◆ **STATED EXERCISE A**
Answer these questions from the letter:
(i) When B spent most of the school year getting in trouble, what was the writer's first response?
(ii) What has God promised if we ask him for what we need?
(iii) Whose words does the letter say we have to take to heart?
◆ **STATED EXERCISE B**
Echo the letter word for word, starting with "When B spent" and going on through "our last effort.".
◆ **STATED EXERCISE C**
Sum up the letter in two sentences.

My Letter to My Kids Part 8

Continued...

Our lives must be rooted in prayer. Do our kids ever see us pray? Are we teaching them that prayer is a few hurried words spoken at bedtime and dinner? Do they know that God hears their prayers at when they feel unprepared for their math test and at when their friend is mad at them? Do we teach them not only to talk to God about their fears and failures but also their victories and joys? Do we pray for them and do they know it?
          When B spent most of the school year getting in trouble and refusing to participate, my first response was to discover the problem and fix it, my second response was to punish. We went through lots of really creative discipline before I realized the first and most important thing I needed to do was pray with and for him. Our God, who keeps all of his promises, has promised us that if we ask him for what we need, he will give it to us. Prayer needs to be our first response in life, not our last effort.
          All in all, we have to take Moses’ words to heart. We remember and proclaim with him that the Lord is our God. The Lord alone! We will not serve anyone or anything else. We love God with all of our being and acknowledge that our love for God is the most important thing about us. And we do everything we can to make sure we never forget to put God above everything else and to love him completely. We make sure our kids know what we believe and why, we never stop talking about the great love our God has shown us and we surround ourselves with reminders of that love.

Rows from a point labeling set
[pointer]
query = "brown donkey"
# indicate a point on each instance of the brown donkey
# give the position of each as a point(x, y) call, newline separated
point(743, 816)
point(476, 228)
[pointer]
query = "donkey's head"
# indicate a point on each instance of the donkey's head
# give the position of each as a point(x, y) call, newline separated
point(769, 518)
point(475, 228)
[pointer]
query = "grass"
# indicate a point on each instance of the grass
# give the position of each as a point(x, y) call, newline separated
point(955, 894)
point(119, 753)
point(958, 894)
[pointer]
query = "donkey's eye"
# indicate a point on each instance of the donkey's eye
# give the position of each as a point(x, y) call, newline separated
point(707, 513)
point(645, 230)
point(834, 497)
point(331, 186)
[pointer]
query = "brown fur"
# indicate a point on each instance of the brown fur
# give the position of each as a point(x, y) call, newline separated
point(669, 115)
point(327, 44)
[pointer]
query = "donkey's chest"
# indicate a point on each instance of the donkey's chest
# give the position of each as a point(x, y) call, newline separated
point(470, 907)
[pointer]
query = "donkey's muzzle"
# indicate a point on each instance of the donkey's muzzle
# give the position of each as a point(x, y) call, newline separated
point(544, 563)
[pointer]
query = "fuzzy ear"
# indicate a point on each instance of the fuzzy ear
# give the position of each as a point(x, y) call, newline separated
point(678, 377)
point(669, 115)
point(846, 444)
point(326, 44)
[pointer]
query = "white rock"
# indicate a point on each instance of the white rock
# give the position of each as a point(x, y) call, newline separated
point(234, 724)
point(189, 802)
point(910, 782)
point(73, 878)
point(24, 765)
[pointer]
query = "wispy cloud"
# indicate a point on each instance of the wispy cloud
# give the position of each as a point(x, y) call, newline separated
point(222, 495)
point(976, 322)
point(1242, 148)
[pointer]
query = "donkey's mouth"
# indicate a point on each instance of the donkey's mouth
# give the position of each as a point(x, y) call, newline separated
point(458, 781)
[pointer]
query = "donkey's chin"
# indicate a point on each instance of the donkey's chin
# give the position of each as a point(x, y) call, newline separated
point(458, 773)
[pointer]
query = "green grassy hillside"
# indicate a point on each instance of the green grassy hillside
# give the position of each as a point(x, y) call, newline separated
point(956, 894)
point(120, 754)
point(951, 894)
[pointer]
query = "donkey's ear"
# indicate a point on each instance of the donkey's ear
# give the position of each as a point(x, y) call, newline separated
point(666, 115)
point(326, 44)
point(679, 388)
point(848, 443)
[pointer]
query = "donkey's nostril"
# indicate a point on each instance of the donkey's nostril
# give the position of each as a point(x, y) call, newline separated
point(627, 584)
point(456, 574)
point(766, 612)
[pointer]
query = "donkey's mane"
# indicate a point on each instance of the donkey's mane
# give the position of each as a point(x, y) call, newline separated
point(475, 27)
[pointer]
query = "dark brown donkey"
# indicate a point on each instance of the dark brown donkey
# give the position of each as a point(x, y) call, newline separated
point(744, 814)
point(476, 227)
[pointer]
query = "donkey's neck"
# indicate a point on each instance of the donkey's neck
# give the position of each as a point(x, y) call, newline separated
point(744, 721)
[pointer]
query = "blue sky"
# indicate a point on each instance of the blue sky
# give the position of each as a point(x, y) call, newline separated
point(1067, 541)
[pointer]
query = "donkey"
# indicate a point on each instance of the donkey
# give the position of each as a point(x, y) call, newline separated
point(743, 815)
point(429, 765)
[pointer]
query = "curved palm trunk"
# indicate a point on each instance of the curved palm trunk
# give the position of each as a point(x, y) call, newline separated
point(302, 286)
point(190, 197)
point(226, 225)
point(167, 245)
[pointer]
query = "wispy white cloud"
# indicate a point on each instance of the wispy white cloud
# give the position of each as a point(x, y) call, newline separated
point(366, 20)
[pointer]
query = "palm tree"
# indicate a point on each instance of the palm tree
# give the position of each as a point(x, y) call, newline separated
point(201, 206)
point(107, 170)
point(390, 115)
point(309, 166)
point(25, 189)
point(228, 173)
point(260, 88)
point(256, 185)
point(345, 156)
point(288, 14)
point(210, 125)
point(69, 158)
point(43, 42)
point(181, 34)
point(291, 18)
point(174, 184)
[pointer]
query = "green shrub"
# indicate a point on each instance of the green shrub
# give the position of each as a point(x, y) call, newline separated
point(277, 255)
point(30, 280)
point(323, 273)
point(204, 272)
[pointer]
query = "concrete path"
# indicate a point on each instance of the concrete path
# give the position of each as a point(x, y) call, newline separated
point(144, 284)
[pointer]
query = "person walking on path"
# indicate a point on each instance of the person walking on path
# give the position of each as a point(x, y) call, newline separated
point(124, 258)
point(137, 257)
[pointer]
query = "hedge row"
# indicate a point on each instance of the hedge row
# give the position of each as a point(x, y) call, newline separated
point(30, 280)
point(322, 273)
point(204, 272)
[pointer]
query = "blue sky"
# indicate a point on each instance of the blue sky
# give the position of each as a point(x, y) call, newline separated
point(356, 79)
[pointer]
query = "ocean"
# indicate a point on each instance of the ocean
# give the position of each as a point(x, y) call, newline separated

◆ **WRITTEN REPLY A**
(i) To discover the problem and fix it.
(ii) He will give it to us.
(iii) Moses'.

◆ **WRITTEN REPLY B**
When B spent most of the school year getting in trouble and refusing to participate, my first response was to discover the problem and fix it, my second response was to punish. We went through lots of really creative discipline before I realized the first and most important thing I needed to do was pray with and for him. Our God, who keeps all of his promises, has promised us that if we ask him for what we need, he will give it to us. Prayer needs to be our first response in life, not our last effort.

◆ **WRITTEN REPLY C**
The letter says our lives must be rooted in prayer, and it recalls how the writer first tried to fix and punish when B spent most of the school year in trouble before realizing the most important thing was to pray with and for him. It urges taking Moses' words to heart by loving God with all our being, putting God above everything else, and making sure our kids know what we believe and why.